WHAT TO WORK ON -
1. Answer these about the common evening primrose passage:
(a) How many seeds does each seed capsule contain?
(b) How long are the leaves?
(c) During what period does the plant bloom?
2. Could you continue the common evening primrose passage from its last sentence?

PASSAGE -
************

Common Evening Primrose
Common Name: Common Evening Primrose.
Scientific Name: Oenothera Biennis.
What to look for? In the mornings – or if you are a night owl, evenings, look for a tall stem with a panicle of four-petaled, yellow flowers. The Common Evening Primrose is generally known for flowers that close during most of the daylight hours, remaining open only from evening to early morning. It has a tall, unbranched green stem. The leaves are basal for first year. During the second year, the flowering stem rises with long, alternate, lance-like leaves that become shorter near the top of the stem. The inflorescence is a stiff spike of many flowers which open from the base of the spike and progress upward as the spike elongates. Sometimes there are short, side branches with flowers. The flowers are 4-petaled with yellow corollas. As the blooming flowers move upward, seed capsules, or pods, form under them in a spiral pattern around the spike. These seed capsules contain several hundred small reddish-brown seeds. The capsule opens at the top, seeds are dispersed by wind shaking the stem. Seeds can germinate in four weeks and will form a rosette, then the plant over-winters and flowers the following year.
Where can they be found at Carillon Stonegate Pond? Common Evening Primrose pop up in the meadow areas around Carillon Stonegate Pond, the restored prairie around Stonegate Park, and around the fields near Arlene Shoemaker forest preserve.
How big are they? Tall! Common Evening Primrose grows from two (2) feet up to six (6) or more feet tall. The large, but narrow leaves are six (6) to eight (8) inches long and one (1) to two (2) inches across. Each flower head is approximately one (1) inch across.
Where do they grow and thrive? The Common Evening Primrose is native to Illinois and is found most of the counties. Across the U.S., it is found between the east coast and the Rockies and also on the West Coast. Primary habitats include in open disturbed areas such as prairies, thickets, glades, lakeshore dunes, fields, pastures, gardens, roadsides, and waste places.
When do they bloom? The blooming period of the Common Evening Primrose is throughout summer to early fall. The flowers close during daylight hours, although the flowers are usually partially open until noon.

************

MATERIAL PROVIDED -
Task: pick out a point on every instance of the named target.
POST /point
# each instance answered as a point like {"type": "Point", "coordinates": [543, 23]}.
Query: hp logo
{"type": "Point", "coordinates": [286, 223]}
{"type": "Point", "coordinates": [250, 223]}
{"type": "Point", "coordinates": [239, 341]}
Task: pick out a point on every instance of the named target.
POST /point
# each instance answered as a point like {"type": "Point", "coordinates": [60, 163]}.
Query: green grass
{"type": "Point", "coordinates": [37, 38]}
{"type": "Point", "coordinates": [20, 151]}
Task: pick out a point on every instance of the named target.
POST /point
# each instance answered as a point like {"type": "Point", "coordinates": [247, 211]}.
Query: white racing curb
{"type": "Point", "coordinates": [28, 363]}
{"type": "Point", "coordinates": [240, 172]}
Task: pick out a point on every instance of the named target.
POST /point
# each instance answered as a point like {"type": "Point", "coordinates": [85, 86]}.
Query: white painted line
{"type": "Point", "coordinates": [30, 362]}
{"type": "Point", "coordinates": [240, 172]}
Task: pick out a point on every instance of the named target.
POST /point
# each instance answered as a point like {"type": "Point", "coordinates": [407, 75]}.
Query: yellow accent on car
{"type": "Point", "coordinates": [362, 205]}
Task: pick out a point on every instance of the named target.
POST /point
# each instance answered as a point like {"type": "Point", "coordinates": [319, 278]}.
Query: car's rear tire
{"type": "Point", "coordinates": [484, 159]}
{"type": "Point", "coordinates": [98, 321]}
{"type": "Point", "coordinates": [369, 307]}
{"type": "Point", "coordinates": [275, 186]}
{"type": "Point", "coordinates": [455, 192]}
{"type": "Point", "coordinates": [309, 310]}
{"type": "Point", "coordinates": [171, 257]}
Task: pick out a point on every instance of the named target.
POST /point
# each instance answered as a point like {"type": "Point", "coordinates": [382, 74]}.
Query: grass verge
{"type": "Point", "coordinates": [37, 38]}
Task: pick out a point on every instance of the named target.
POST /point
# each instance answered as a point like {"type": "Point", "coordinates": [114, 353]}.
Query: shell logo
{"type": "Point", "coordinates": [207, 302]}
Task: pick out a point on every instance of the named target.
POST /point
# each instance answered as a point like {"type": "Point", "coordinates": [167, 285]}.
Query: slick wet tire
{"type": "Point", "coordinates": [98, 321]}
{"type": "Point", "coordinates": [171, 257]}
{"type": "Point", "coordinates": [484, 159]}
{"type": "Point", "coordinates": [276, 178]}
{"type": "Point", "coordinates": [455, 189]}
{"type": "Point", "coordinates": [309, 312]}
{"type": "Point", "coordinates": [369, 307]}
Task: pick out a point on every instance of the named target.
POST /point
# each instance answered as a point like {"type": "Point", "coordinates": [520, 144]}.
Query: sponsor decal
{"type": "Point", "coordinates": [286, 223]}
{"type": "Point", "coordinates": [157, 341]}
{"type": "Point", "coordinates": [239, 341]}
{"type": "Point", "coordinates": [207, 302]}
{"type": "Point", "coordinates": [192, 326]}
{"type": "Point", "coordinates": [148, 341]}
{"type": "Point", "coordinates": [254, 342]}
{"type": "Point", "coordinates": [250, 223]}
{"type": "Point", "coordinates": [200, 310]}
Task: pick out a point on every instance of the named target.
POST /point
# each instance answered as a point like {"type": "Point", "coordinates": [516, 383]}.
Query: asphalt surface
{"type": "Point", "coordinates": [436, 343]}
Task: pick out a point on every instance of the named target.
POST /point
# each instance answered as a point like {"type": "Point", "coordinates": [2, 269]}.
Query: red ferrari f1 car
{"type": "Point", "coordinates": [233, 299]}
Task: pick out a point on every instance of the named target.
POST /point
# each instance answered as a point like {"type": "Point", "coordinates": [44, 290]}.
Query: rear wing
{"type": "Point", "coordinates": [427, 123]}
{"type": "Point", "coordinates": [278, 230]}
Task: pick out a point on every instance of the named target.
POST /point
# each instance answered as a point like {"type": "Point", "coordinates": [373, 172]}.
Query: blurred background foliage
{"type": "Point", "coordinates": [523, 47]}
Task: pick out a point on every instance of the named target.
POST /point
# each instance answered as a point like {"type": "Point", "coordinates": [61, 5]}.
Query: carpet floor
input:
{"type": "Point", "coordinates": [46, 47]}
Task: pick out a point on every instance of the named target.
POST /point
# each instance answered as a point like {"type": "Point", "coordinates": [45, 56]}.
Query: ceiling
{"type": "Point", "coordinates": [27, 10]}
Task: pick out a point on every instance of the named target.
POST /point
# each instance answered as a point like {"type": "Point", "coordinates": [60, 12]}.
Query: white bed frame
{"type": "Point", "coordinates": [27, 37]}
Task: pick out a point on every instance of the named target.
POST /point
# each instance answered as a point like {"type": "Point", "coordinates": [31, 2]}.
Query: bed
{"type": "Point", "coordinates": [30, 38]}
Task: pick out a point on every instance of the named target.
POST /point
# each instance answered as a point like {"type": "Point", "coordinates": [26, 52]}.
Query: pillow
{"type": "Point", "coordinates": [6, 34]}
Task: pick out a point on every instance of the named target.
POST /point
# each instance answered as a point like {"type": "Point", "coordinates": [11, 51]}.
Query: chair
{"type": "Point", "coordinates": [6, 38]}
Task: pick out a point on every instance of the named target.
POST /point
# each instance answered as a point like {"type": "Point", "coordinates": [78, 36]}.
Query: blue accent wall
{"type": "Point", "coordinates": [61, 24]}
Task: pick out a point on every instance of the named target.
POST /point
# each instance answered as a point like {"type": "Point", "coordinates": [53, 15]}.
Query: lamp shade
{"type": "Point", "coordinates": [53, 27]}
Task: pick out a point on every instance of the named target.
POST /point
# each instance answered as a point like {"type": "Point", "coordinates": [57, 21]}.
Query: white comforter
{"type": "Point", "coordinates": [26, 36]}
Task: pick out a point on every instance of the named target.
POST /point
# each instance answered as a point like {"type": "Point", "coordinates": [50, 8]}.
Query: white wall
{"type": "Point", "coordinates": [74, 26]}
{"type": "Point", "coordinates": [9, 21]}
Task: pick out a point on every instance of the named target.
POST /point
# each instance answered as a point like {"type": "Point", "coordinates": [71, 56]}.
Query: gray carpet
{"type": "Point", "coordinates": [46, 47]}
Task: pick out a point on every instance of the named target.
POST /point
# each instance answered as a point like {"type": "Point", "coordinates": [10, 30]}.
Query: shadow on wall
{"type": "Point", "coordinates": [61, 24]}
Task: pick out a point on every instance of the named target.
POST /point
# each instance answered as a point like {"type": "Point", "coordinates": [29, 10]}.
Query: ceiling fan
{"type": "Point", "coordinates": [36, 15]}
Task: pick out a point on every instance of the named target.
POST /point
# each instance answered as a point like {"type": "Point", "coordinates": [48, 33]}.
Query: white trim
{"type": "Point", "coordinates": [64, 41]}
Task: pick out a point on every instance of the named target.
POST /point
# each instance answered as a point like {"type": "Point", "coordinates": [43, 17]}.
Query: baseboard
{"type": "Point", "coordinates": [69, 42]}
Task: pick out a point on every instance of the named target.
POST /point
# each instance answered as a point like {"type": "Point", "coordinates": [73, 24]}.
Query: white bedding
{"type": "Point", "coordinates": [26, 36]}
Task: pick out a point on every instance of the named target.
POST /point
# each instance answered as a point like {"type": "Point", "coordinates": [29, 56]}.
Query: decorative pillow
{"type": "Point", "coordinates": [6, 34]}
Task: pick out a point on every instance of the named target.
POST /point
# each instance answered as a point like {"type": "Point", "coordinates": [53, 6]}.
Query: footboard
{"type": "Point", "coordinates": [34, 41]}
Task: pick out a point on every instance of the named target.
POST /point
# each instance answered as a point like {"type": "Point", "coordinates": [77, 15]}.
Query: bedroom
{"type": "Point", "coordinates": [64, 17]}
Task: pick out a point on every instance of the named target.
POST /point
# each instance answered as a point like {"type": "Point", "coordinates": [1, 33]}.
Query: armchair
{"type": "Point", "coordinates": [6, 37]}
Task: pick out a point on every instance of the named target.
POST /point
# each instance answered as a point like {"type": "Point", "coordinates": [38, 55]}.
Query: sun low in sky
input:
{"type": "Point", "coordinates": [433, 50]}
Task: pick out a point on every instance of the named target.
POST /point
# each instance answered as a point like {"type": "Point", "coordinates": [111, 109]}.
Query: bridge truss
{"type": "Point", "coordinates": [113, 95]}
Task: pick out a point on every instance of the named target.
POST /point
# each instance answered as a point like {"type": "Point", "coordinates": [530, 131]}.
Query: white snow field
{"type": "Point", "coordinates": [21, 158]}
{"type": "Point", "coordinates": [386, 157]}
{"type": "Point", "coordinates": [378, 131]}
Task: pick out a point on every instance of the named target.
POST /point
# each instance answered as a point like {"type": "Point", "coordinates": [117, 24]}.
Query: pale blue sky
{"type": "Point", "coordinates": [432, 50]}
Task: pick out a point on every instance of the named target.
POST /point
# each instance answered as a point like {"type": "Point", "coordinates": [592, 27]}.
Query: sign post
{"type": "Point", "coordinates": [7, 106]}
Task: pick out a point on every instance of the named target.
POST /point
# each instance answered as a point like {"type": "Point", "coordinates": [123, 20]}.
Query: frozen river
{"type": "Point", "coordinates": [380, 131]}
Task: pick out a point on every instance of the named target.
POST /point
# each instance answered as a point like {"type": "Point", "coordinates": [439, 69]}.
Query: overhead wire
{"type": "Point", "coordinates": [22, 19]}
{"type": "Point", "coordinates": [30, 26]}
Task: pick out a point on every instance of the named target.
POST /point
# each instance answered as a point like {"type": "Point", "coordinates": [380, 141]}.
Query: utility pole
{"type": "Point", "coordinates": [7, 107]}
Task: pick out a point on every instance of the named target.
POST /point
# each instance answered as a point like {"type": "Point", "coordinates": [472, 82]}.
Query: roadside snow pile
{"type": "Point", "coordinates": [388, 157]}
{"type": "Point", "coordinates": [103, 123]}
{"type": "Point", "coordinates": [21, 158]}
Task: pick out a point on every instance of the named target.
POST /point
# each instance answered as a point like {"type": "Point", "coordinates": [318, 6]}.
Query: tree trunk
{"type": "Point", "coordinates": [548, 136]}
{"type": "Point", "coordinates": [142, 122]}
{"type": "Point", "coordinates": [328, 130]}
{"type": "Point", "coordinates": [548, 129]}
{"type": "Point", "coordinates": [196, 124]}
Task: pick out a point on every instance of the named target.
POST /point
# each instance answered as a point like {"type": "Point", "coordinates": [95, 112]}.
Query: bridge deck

************

TASK RESULTS -
1.
(a) Several hundred small reddish-brown seeds.
(b) Six to eight inches.
(c) Throughout summer to early fall.

2.
Do birds, insects or other wildlife associate with this plant? Sphinx moths pollinate the flowers of the Common Evening Primrose. Other occasional nectar-seeking visitors include honeybees, bumblebees, and the Ruby-Throated Hummingbird. The seeds are eaten by goldfinches.
Interesting Facts About the Common Evening Primrose:
The genus name Oenothera, comes from two Greek words, oinos for "wine" and thera for "to imbibe".
Specific epithet identifies the biennial growing cycle of this plant.
Flowers open at dusk and close again in the morning when hit by sun, hence the common name of evening primrose.
There are medicinal uses of the plant recorded by Cherokee, Iroquois, Ojibwa, and Potawatomi Native Americans.
For more information on the Common Evening Primrose and sources of information used in this blog (these are several of the sources that I am using to learn as I blog), please visit Illinois Wildflowers, Minnesota Wildflowers, Missouri Botanical Garden, Friends of the Wildflower Garden, and Happy DIY Home.
The Carillon at Stonegate community is very fortunate to have a variety of wetland, forest and prairie environments conducive to a variety of birds and other wildlife, insects and plants. Our community and the Kane County Forest Preserve do an exceptional job in maintaining this natural environment – both for the benefit of the birds and wildlife and for our residents to enjoy.
Take a hike and see what you can find – and identify!